» Fragment uit document:
►
Ook het voorgestelde artikel 5a van de Meststoffenwet is naar aanleiding van het advies van de Afdeling aangepast. Overtreding van de samenwerkingsplicht leidt niet meer tot een verbod om een meststof in de zin van de verordening te verhandelen.

4. Betreden van woningen

Artikel 14, vierde lid, onderdeel e, van de verordening ziet op de bevoegdheid van markttoezichtautoriteiten om gebouwen, terreinen en vervoermiddelen te betreden die de marktdeelnemer gebruikt bij zijn handels-, ondernemings-, ambachtelijke of beroepsactiviteiten. Omdat hieronder ook woningen vallen, voorziet het wetsvoorstel voor de verschillende toezichthouders in een afzonderlijke bevoegdheid tot het betreden van een woning zonder toestemming van de bewoner. Dit, in aanvulling op de bevoegdheid tot het betreden van plaatsen in artikel 5:15 Awb.

a. Machtiging voor binnentreden

In de toelichting bij het voorstel wordt aangegeven dat het betreden van een woning door een markttoezichthouder nodig kan zijn als een marktdeelnemer bedrijfsactiviteiten onderneemt vanuit zijn woning. In de toelichting wordt onderkend dat deze bevoegdheid een inbreuk vormt op het huisrecht. Als het gaat om toepassing van de bevoegdheid in een individueel geval, wordt gewezen op de toepasselijkheid van de Algemene wet op het binnentreden (Awbi). Op grond van artikel 2, eerste lid Awbi is een voorafgaande machtiging vereist en ingevolge artikel 3, tweede lid Awbi geldt in uitgangspunt dat de burgemeester bevoegd is deze te geven. De burgemeester toetst alsdan of het doel van het binnentreden zonder toestemming redelijkerwijs vereist is.
◄
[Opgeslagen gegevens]
►
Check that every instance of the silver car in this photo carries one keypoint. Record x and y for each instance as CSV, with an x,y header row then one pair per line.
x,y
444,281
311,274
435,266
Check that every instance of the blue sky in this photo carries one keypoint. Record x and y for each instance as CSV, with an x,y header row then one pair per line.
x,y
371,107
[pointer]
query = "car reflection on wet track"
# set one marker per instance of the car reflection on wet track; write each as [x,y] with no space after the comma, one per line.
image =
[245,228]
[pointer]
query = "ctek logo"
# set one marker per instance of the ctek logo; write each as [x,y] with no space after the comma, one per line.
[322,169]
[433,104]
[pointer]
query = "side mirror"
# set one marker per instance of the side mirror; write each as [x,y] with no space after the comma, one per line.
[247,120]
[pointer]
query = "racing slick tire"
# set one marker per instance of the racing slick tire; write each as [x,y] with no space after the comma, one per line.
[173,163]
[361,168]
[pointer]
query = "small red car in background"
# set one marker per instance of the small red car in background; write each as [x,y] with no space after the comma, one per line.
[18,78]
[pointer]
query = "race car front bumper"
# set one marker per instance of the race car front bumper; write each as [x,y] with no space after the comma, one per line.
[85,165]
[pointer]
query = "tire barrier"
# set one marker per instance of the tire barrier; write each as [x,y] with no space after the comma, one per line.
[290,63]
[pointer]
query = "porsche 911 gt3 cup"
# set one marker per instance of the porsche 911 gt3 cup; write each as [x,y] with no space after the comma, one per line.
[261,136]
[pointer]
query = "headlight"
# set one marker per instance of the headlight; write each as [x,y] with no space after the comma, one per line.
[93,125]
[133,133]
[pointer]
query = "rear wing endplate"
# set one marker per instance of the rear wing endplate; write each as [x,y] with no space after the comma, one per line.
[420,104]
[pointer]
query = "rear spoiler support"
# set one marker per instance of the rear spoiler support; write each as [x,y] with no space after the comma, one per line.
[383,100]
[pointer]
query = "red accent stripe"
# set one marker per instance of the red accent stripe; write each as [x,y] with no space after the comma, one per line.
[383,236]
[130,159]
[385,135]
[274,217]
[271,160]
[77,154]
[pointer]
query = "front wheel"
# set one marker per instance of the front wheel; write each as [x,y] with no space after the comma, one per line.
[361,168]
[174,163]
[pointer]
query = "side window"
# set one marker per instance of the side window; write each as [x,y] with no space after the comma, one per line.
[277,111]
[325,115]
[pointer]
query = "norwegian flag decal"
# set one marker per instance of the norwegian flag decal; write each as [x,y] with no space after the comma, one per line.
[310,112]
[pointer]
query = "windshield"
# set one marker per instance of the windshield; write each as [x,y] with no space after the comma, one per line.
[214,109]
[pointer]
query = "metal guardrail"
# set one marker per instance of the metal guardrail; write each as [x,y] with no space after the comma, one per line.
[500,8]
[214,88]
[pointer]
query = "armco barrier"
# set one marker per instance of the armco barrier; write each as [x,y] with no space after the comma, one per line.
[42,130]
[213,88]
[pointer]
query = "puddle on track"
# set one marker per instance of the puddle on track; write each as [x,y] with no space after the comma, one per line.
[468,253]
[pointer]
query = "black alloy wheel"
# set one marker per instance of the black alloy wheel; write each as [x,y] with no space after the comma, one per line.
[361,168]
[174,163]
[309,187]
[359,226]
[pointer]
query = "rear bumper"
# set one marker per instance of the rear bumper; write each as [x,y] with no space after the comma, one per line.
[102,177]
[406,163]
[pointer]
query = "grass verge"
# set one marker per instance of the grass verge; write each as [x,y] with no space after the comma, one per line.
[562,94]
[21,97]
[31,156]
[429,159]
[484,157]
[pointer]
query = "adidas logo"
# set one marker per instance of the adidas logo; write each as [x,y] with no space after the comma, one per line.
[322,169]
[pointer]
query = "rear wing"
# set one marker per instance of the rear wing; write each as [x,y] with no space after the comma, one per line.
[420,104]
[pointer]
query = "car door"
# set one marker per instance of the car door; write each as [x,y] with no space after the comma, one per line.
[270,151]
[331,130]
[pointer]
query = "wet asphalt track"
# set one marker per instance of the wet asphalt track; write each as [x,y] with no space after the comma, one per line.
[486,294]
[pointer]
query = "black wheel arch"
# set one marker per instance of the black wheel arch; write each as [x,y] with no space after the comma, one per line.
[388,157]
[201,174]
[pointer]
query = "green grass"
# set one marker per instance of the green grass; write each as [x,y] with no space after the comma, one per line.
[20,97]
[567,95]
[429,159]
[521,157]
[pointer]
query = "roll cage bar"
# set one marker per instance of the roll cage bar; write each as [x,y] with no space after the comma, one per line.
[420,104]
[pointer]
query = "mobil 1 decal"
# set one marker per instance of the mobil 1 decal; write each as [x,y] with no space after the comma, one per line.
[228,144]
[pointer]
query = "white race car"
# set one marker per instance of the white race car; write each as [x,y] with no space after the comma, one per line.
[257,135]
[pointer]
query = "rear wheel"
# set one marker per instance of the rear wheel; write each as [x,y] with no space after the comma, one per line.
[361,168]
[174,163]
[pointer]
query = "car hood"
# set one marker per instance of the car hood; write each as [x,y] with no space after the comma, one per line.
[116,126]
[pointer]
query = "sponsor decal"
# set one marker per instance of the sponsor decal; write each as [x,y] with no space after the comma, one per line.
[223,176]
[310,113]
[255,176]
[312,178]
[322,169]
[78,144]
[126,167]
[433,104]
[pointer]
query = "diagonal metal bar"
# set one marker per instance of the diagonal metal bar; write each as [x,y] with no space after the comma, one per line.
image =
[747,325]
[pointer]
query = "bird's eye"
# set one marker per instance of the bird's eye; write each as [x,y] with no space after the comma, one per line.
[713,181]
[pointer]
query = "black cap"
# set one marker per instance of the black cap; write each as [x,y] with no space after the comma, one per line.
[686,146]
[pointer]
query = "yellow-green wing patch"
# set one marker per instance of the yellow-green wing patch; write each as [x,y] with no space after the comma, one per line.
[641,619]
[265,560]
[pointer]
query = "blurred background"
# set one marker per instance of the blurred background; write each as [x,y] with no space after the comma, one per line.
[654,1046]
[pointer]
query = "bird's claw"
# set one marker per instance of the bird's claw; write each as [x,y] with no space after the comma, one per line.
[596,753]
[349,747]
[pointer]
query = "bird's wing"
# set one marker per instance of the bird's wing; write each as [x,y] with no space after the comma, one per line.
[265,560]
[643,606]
◄
» Uit te voeren taken:
1: Geef het aantal regels in de lijst waarin de tekenreeks "slick" voorkomt, waarbij hoofdletters en kleine letters als verschillend gelden. Vermeld alleen dat getal.
2: Vervolg de tekst over het betreden van woningen, te beginnen na de laatste zin ervan.

» Bijbehorende antwoorden:
1: 2

2:
De Afdeling wijst erop dat de Awbi, als algemene wet, ruimte laat om in een bijzondere wet te voorzien in een specifieke, afwijkende, regeling en dus ruimte laat een andere autoriteit de bevoegdheid te geven de machtiging te verlenen. Uit de toelichting wordt niet duidelijk waarom daar niet voor is gekozen, maar is aangesloten bij de algemene regeling van de Awbi. In dit verband wijst de Afdeling erop dat de burgemeester bij de beoordeling zal moeten afwegen of het doel waartoe wordt binnengetreden het binnentreden rechtvaardigt, terwijl deze bevoegdheid geen betrekking heeft op een terrein dat tot zijn taken behoort. Het is de vraag of de burgemeester in staat is deze afweging te maken.

Gelet op het voorgaande adviseert de Afdeling dragend te motiveren waarom de machtiging tot binnentreden bij de burgemeester wordt gelaten. Indien deze motivering niet kan worden gegeven, adviseert de Afdeling het voorstel aan te passen. Indien het voorstel niet wordt aangepast, adviseert de Afdeling in de toelichting een afwegingskader op te nemen dat de burgemeester bij zijn beoordeling kan toepassen.

De Afdeling vraagt zich af of de burgemeester in casu voldoende in staat is om af te wegen of het binnentreden van een woning zonder toestemming is gerechtvaardigd. De bevoegdheid tot het binnentreden van een woning zonder toestemming heeft tenslotte geen betrekking op een terrein dat tot de taken van de burgemeester behoort. Naar aanleiding van het advies van de Afdeling is het wetsvoorstel op dit punt aangepast. Niet langer geldt de algemene regel uit de Algemene wet op het binnentreden dat een machtiging van de burgemeester vereist is. In plaats daarvan wordt een machtiging van de rechter-commissaris vereist.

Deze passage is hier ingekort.